## Task directions
Rewrite the material below as a JSON list of strings, one string per line with blank lines omitted. Begin at the first line and stop after the line containing "top-left (393, 343), bottom-right (400, 369)".

## begin Record set

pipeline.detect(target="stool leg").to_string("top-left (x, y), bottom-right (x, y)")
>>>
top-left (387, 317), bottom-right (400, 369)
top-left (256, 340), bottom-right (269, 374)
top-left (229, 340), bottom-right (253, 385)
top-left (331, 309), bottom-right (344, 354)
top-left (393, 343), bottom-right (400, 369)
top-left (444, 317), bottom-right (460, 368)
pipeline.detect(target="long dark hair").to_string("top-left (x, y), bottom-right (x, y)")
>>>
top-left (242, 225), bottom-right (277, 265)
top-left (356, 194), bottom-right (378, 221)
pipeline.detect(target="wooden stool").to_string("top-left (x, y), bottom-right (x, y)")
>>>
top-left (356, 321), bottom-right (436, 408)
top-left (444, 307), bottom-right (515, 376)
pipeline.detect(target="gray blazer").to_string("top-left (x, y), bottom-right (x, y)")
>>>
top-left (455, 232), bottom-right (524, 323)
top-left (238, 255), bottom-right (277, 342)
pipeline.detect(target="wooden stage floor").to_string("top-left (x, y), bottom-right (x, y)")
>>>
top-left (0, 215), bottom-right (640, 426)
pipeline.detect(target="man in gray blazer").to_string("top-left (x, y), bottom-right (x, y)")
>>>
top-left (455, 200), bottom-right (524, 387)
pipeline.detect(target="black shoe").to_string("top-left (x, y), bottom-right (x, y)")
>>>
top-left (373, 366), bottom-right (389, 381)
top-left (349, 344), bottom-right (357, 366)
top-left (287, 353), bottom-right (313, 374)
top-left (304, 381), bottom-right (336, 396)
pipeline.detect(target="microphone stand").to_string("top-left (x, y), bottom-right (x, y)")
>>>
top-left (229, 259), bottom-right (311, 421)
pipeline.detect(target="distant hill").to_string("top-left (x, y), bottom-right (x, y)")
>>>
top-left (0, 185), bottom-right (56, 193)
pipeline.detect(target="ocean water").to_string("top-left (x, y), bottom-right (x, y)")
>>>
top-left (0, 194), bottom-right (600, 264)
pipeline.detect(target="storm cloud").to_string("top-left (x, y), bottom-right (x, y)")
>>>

## end Record set

## Response to this task
[
  "pipeline.detect(target=\"stool leg\").to_string(\"top-left (x, y), bottom-right (x, y)\")",
  ">>>",
  "top-left (387, 317), bottom-right (400, 369)",
  "top-left (256, 340), bottom-right (269, 374)",
  "top-left (229, 340), bottom-right (253, 385)",
  "top-left (331, 309), bottom-right (344, 354)",
  "top-left (393, 343), bottom-right (400, 369)"
]